> [Requirement]:
Can you reproduce every line of the items below in full, increasing each box coordinate in the answers by 41 and leaving all other text, including the sample coordinates, unchanged?

--- Start of Task data ---

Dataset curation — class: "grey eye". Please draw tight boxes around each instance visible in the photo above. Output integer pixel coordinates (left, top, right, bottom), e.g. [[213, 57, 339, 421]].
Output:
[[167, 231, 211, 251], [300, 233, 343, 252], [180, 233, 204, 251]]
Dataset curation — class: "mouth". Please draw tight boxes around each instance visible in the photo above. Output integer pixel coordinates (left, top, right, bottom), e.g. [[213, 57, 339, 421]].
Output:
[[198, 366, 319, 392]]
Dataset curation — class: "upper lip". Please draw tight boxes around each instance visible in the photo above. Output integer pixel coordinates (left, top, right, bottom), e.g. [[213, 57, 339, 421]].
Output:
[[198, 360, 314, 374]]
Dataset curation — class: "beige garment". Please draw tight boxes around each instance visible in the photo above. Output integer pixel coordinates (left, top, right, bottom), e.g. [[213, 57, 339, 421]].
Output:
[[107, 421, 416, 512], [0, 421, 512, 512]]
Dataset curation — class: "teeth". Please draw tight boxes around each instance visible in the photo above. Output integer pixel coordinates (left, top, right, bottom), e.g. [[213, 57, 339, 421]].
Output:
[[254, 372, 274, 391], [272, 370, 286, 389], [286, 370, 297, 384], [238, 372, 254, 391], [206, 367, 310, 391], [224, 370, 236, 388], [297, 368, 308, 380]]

--- End of Task data ---

> [Answer to the exercise]:
Dataset curation — class: "grey eye". Please draw tight boxes around each instance visible in the photo above. Output integer pixel coordinates (left, top, right, bottom), e.g. [[213, 57, 339, 421]].
Output:
[[208, 272, 252, 292], [341, 274, 384, 293], [221, 274, 245, 292]]
Dataset curation — class: "mouth". Please draw tight boxes around each instance visible in the photo above. Output integer pixel coordinates (left, top, right, bottom), e.g. [[213, 57, 339, 421]].
Output:
[[239, 407, 360, 433]]
Dataset curation — class: "upper lip". Please draw tight boxes around each instance visible in the photo above. Output integer pixel coordinates (left, top, right, bottom), e.g. [[213, 57, 339, 421]].
Output:
[[239, 401, 355, 415]]
Dataset curation — class: "beige garment". Please draw tight boxes around each instance visible in the photo above. Output integer pixel coordinates (left, top, right, bottom), e.g. [[213, 57, 339, 421]].
Output:
[[148, 462, 457, 553], [41, 462, 553, 553]]
Dataset curation — class: "teeth". Please draw tight boxes around each instance visible in the photo above. Output integer pixel coordinates (left, top, right, bottom), e.g. [[213, 57, 339, 421]].
Output:
[[295, 413, 315, 432], [313, 411, 327, 430], [327, 411, 338, 425], [279, 413, 295, 432], [247, 408, 351, 432], [265, 411, 277, 429], [338, 409, 349, 421]]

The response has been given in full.